■ **STATED TASK A**
Copy the listing below word for word, from the line that contains "locate: rear windshield" through the end of the listing, including both of those ends.

■ **EXCERPT PROVIDED**

┄┄┄┄┄┄┄┄┄┄┄┄┄┄┄┄┄┄┄┄

And what's that belief based on?


> The thing with the syntax is that you can't optimize it for current
> properties scope plus one/two things and then figure out how it works 2
> years from now when we'll add full expression syntax. We won't be able to
> change it. At all.
>

S-expressions give us that flexibility by moving syntax constructs like +
operator to runtime, where + is a function call. The syntax stays the same.


> And I am actually quite confident that if we went with your expression
> syntax that it would be a major reason for people not to adopt L20n.
>

Why are you confident again, here?


> I don't think I want people to be adding often in L20n.
>
> They probably don't. But they may want to do execute logical operations or
> arthmetic operations. And, as I pointed out in the part you skipped, the
> way our civilisation teaches people about them (both in spoken/written
> languages and logic/math) is with "A x B x C", not "x A B C"
>

You say "they probably don't" and then you say "may want to execute
arithmetic operations". What kind of operations are those? Can you think
of specific examples? Realistically, do we need more than some kind of
plural support which can be extended to take into account metadata bools
like "is animate" or "is a person" and some kind of string lookup function
(startsWith, endsWith)?

┄┄┄┄┄┄┄┄┄┄┄┄┄┄┄┄┄┄┄┄

■ **GIVEN RECORDS**
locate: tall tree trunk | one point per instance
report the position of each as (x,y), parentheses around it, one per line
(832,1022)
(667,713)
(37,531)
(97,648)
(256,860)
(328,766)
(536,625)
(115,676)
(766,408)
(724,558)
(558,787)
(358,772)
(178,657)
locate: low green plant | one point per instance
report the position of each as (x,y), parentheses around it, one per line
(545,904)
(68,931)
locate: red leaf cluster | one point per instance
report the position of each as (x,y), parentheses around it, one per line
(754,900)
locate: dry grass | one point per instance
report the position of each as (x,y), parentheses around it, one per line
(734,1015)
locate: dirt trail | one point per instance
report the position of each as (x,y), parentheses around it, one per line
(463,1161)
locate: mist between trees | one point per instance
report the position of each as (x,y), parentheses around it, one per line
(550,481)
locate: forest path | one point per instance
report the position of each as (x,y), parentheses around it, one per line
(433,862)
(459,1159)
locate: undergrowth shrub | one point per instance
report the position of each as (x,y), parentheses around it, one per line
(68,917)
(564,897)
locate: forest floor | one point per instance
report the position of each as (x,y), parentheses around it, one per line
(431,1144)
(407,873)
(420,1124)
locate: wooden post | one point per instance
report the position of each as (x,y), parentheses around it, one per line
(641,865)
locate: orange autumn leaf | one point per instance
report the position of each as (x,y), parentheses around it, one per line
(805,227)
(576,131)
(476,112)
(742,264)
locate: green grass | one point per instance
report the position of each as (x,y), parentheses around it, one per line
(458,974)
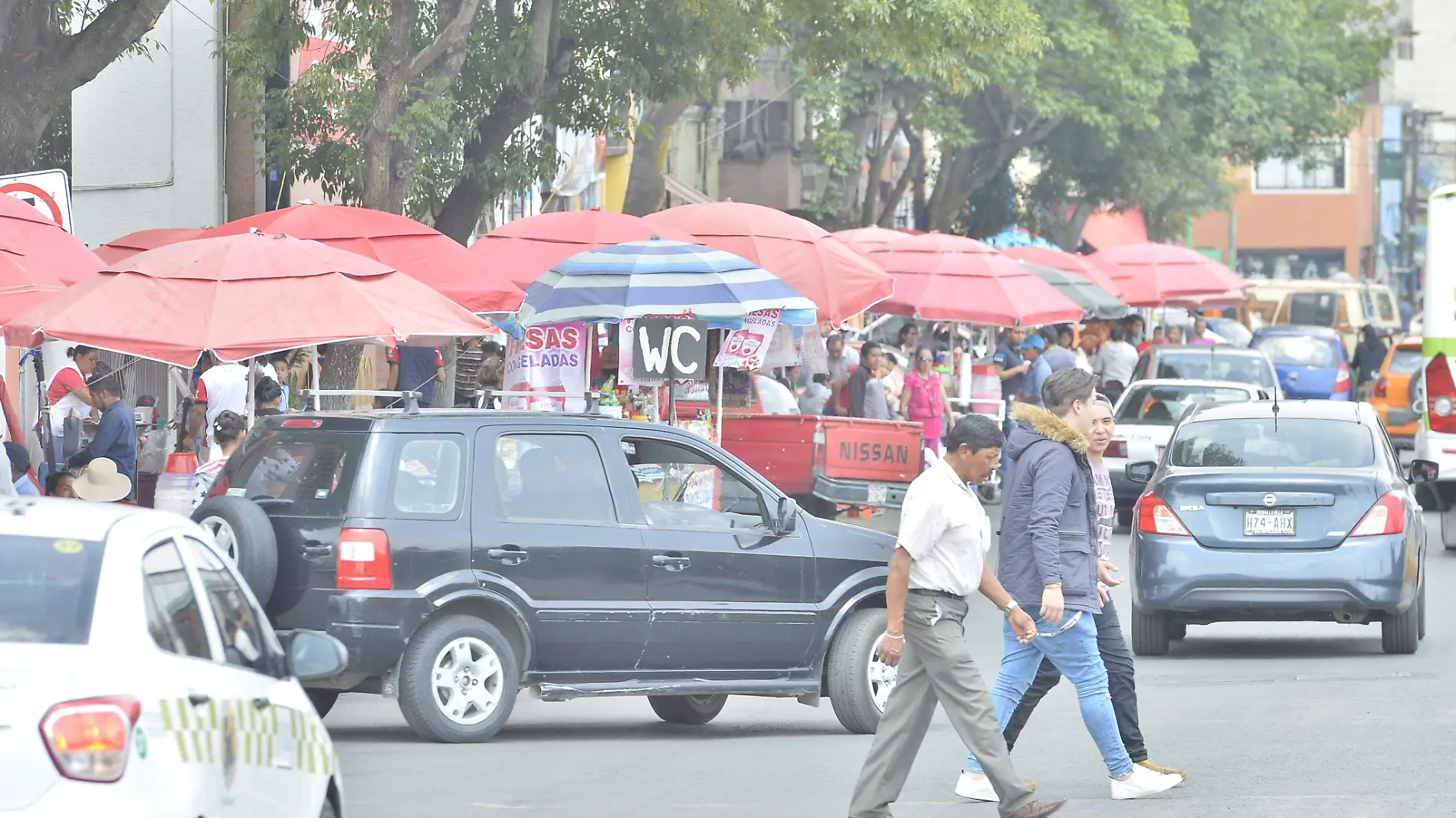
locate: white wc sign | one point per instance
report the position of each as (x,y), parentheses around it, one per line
(670,348)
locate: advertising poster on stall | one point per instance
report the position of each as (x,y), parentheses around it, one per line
(749,344)
(551,360)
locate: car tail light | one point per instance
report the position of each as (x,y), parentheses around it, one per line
(1385,517)
(1343,379)
(363,559)
(1441,394)
(1156,517)
(90,738)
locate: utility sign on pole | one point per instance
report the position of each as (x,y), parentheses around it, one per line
(47,191)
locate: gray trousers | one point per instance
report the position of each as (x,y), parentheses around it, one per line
(936,667)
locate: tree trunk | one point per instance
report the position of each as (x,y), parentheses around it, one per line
(546,61)
(341,370)
(650,145)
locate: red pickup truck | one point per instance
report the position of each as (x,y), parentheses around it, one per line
(825,462)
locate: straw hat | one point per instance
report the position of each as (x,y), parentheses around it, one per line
(101,482)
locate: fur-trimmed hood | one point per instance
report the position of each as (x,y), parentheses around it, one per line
(1033,424)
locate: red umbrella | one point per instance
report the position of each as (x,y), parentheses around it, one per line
(424,254)
(944,277)
(142,240)
(244,296)
(44,244)
(526,248)
(1156,274)
(841,280)
(1075,263)
(22,287)
(871,239)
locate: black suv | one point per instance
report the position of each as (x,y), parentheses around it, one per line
(464,554)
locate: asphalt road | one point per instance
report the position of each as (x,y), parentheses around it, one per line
(1283,721)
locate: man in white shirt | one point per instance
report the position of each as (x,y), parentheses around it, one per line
(940,559)
(775,396)
(223,388)
(1114,363)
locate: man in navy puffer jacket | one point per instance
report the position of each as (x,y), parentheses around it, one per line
(1048,565)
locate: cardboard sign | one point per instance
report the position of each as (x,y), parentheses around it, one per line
(747,345)
(670,348)
(549,358)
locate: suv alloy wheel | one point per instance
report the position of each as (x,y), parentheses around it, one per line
(457,680)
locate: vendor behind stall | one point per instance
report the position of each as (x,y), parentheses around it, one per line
(67,394)
(116,436)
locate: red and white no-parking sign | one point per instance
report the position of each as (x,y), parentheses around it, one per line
(47,191)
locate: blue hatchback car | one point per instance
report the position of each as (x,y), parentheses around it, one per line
(1310,362)
(1270,511)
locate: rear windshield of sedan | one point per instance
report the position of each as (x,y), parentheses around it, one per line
(1208,365)
(47,588)
(1310,443)
(1163,405)
(1300,350)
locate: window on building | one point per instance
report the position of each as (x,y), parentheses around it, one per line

┄┄┄┄┄┄┄┄┄┄┄┄┄┄┄┄┄┄┄┄

■ **STATED TASK B**
In the thread about L20n syntax above, where do S-expressions move syntax constructs like the + operator?

■ **WRITTEN ANSWER A**
locate: rear windshield of sedan | one point per instance
report the position of each as (x,y), parentheses around it, one per line
(1208,365)
(47,588)
(1310,443)
(1163,405)
(1300,350)
locate: window on building | one point per instance
report the position of each as (x,y), parentheses around it, one per line

■ **WRITTEN ANSWER B**
To runtime, where + is a function call.